## Exercise instructions
Please convert the records below into a Markdown table with two columns, Row and Line. Put each non-blank line in Line and its number in Row.

## Exercise inputs
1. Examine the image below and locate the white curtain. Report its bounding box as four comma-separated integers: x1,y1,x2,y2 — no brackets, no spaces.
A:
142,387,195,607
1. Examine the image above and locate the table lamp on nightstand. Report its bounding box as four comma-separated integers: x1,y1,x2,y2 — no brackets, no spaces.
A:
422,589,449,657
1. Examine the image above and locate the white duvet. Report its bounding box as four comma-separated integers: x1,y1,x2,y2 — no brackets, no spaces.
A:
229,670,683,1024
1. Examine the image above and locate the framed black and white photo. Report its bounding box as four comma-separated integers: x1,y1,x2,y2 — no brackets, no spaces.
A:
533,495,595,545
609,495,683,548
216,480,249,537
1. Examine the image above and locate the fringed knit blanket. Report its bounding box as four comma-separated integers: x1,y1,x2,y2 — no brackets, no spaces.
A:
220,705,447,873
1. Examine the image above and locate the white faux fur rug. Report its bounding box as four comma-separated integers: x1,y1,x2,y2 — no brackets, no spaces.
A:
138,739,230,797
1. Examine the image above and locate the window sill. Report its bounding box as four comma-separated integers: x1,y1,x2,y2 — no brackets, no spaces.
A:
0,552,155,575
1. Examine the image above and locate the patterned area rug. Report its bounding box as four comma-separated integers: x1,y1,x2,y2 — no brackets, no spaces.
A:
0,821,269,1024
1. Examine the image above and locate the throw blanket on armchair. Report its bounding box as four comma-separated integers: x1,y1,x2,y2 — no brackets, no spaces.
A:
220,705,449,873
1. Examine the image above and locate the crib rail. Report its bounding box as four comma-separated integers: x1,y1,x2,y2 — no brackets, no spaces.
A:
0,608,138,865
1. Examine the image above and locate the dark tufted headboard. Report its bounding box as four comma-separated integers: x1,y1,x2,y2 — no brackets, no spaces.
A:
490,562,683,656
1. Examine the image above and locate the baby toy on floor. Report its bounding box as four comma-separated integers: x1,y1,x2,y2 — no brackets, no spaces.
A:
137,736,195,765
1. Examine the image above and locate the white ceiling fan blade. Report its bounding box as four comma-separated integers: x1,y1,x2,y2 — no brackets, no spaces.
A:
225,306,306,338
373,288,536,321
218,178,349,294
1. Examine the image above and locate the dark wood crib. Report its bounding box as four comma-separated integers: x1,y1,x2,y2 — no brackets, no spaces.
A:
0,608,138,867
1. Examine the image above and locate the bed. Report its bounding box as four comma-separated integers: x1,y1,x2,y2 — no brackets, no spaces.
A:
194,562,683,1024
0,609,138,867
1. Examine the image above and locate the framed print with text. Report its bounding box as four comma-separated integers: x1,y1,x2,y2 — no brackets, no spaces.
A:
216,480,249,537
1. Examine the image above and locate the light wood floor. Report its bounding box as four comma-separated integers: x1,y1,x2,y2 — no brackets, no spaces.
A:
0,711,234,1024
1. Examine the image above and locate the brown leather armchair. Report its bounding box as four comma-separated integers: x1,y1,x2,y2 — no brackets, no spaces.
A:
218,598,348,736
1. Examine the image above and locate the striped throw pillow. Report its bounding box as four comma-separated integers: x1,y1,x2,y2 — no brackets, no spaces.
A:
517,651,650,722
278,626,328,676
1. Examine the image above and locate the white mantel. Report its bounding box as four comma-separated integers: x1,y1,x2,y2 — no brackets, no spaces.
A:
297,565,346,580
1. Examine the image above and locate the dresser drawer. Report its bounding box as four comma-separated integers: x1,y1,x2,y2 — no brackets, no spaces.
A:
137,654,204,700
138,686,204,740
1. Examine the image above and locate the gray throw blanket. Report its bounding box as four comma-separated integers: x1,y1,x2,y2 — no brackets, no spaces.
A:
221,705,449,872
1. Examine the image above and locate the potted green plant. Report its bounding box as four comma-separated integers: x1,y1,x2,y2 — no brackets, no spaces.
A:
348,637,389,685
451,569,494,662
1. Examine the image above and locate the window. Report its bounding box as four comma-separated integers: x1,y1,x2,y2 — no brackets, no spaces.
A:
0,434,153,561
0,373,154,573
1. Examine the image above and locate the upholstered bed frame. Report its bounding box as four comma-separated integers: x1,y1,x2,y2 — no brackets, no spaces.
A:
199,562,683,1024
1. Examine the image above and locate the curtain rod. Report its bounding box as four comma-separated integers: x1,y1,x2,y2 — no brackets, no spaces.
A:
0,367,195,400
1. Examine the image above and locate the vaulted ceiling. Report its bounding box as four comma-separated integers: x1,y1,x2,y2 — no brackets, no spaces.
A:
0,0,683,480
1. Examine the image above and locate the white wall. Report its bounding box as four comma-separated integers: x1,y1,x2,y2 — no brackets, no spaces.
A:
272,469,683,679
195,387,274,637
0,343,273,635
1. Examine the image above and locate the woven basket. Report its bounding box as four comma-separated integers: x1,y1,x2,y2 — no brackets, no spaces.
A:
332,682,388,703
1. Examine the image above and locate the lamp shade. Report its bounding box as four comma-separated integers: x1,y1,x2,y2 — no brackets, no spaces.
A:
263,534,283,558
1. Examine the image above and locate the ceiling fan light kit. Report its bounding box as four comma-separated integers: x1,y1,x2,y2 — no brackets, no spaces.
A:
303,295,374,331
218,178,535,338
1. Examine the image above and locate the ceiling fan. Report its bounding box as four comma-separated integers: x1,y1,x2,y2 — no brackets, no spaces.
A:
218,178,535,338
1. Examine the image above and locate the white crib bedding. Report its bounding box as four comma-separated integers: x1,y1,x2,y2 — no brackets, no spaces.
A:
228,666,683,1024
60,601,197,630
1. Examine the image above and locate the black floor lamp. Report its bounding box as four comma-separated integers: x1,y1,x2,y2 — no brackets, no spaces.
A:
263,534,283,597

## Result of this task
| Row | Line |
|---|---|
| 1 | 1. Examine the image below and locate the white curtain. Report its bounding box as four comma-separated integers: x1,y1,x2,y2 — no brackets, no spaces. |
| 2 | A: |
| 3 | 142,387,195,607 |
| 4 | 1. Examine the image above and locate the table lamp on nightstand. Report its bounding box as four comma-separated integers: x1,y1,x2,y2 — no brackets, no spaces. |
| 5 | A: |
| 6 | 422,589,449,657 |
| 7 | 1. Examine the image above and locate the white duvet. Report its bounding box as four comma-separated integers: x1,y1,x2,y2 — no brackets, no spaces. |
| 8 | A: |
| 9 | 229,670,683,1024 |
| 10 | 1. Examine the image above and locate the framed black and white photo. Report its bounding box as four comma-separated integers: x1,y1,x2,y2 — no brackets, no spaces. |
| 11 | A: |
| 12 | 533,495,595,545 |
| 13 | 609,495,683,548 |
| 14 | 216,480,249,537 |
| 15 | 1. Examine the image above and locate the fringed knit blanket. Report its bounding box as four comma-separated integers: x1,y1,x2,y2 — no brackets, no spaces. |
| 16 | A: |
| 17 | 220,705,447,873 |
| 18 | 1. Examine the image above and locate the white faux fur rug. Report its bounding box as four comma-separated integers: x1,y1,x2,y2 — no brackets, no spaces. |
| 19 | A: |
| 20 | 138,739,230,797 |
| 21 | 1. Examine the image above and locate the window sill. Report its bounding box as four comma-separated integers: x1,y1,x2,y2 — no brackets, no spaces. |
| 22 | A: |
| 23 | 0,552,155,575 |
| 24 | 1. Examine the image above and locate the patterned area rug. Report its bounding box as four comma-separated integers: x1,y1,x2,y2 — no brackets, no spaces. |
| 25 | A: |
| 26 | 0,821,269,1024 |
| 27 | 1. Examine the image above and locate the throw blanket on armchair. Report its bounding box as four comma-separated integers: x1,y1,x2,y2 — no brackets, no spaces. |
| 28 | A: |
| 29 | 220,705,449,873 |
| 30 | 1. Examine the image above and locate the crib rail. Report its bounding box as four comma-separated integers: x1,y1,x2,y2 — no brackets, no spaces. |
| 31 | A: |
| 32 | 0,608,138,865 |
| 33 | 1. Examine the image above and locate the dark tufted headboard. Report its bounding box as four comma-separated integers: x1,y1,x2,y2 — no brackets, no spaces. |
| 34 | A: |
| 35 | 490,562,683,656 |
| 36 | 1. Examine the image above and locate the baby toy on floor. Report its bounding box as four comma-separated integers: x1,y1,x2,y2 — no brackets, no spaces. |
| 37 | A: |
| 38 | 137,736,195,765 |
| 39 | 1. Examine the image above and locate the white ceiling fan blade. Report its bounding box as four comma-separated integers: x1,y1,x2,y2 — no brackets, no spaces. |
| 40 | A: |
| 41 | 225,306,306,338 |
| 42 | 373,288,536,321 |
| 43 | 218,178,349,294 |
| 44 | 1. Examine the image above and locate the dark wood crib. Report its bounding box as four comma-separated integers: x1,y1,x2,y2 — no brackets, no spaces. |
| 45 | A: |
| 46 | 0,608,138,867 |
| 47 | 1. Examine the image above and locate the bed. Report its bounding box as four comma-separated integers: x1,y1,x2,y2 — no brackets, no spaces. |
| 48 | A: |
| 49 | 194,562,683,1024 |
| 50 | 0,609,138,867 |
| 51 | 1. Examine the image above and locate the framed print with text. Report its bounding box as four comma-separated integers: x1,y1,x2,y2 — no brackets, no spaces. |
| 52 | A: |
| 53 | 216,480,249,537 |
| 54 | 1. Examine the image above and locate the light wood floor. Report its bounding box as four comma-separated integers: x1,y1,x2,y2 — no brackets, no spaces. |
| 55 | A: |
| 56 | 0,711,234,1024 |
| 57 | 1. Examine the image above and locate the brown leather armchair. Report its bounding box as four comma-separated integers: x1,y1,x2,y2 — no brackets, no spaces. |
| 58 | A: |
| 59 | 218,598,348,736 |
| 60 | 1. Examine the image above and locate the striped throw pillow. Report its bounding box as four comma-separated integers: x1,y1,x2,y2 — no brackets, no spaces. |
| 61 | A: |
| 62 | 517,651,650,722 |
| 63 | 278,626,328,676 |
| 64 | 1. Examine the image above and locate the white mantel. Report its bounding box as four comma-separated integers: x1,y1,x2,y2 — no brackets, no spaces. |
| 65 | A: |
| 66 | 297,565,346,580 |
| 67 | 1. Examine the image above and locate the dresser drawer. Report its bounding box as four comma-separated integers: x1,y1,x2,y2 — no brackets, no spaces. |
| 68 | A: |
| 69 | 137,654,204,700 |
| 70 | 138,686,204,740 |
| 71 | 1. Examine the image above and locate the gray throw blanket. Report its bounding box as four comma-separated integers: x1,y1,x2,y2 — no brackets, no spaces. |
| 72 | A: |
| 73 | 221,705,449,872 |
| 74 | 1. Examine the image above and locate the potted green plant. Report its bounding box as four comma-separated integers: x1,y1,x2,y2 — no brackets, no spaces. |
| 75 | A: |
| 76 | 348,637,389,685 |
| 77 | 451,569,494,662 |
| 78 | 1. Examine the image above and locate the window. Report its bounding box as four comma-separated integers: x1,y1,x2,y2 — no brackets, no spaces. |
| 79 | A: |
| 80 | 0,434,153,561 |
| 81 | 0,373,154,573 |
| 82 | 1. Examine the image above and locate the upholstered bed frame. Report its bounding box as four comma-separated integers: x1,y1,x2,y2 — no brackets, no spaces. |
| 83 | A: |
| 84 | 199,562,683,1024 |
| 85 | 1. Examine the image above and locate the curtain rod. Report its bounding box as four comma-separated integers: x1,y1,x2,y2 — no brackets, no spaces. |
| 86 | A: |
| 87 | 0,367,195,400 |
| 88 | 1. Examine the image above and locate the vaulted ceiling. Report its bounding box as four comma-separated integers: x1,y1,x2,y2 — no brackets, no spaces. |
| 89 | A: |
| 90 | 0,0,683,480 |
| 91 | 1. Examine the image above and locate the white wall. Report its bounding box as four comma-separated integers: x1,y1,x2,y2 — no brackets, no spaces. |
| 92 | A: |
| 93 | 272,469,683,679 |
| 94 | 195,387,274,637 |
| 95 | 0,343,273,635 |
| 96 | 1. Examine the image above and locate the woven basket. Report its bounding box as four comma-separated integers: x1,y1,x2,y2 — no brackets, no spaces. |
| 97 | A: |
| 98 | 332,682,388,703 |
| 99 | 1. Examine the image above and locate the lamp shade. Report its bounding box as four comma-separated integers: x1,y1,x2,y2 — no brackets, no spaces. |
| 100 | A: |
| 101 | 263,534,283,558 |
| 102 | 1. Examine the image above and locate the ceiling fan light kit. Report its bounding box as four comma-separated integers: x1,y1,x2,y2 — no brackets, no spaces. |
| 103 | A: |
| 104 | 303,295,374,331 |
| 105 | 218,178,535,338 |
| 106 | 1. Examine the image above and locate the ceiling fan. Report its bounding box as four comma-separated integers: x1,y1,x2,y2 — no brackets, no spaces. |
| 107 | A: |
| 108 | 218,178,535,338 |
| 109 | 1. Examine the image above and locate the white crib bedding. Report its bounding box as four comma-separated integers: x1,y1,x2,y2 — no brackets, no spaces. |
| 110 | A: |
| 111 | 228,666,683,1024 |
| 112 | 60,601,197,630 |
| 113 | 1. Examine the image above and locate the black floor lamp. Report its bounding box as four comma-separated integers: x1,y1,x2,y2 — no brackets, no spaces. |
| 114 | A: |
| 115 | 263,534,283,597 |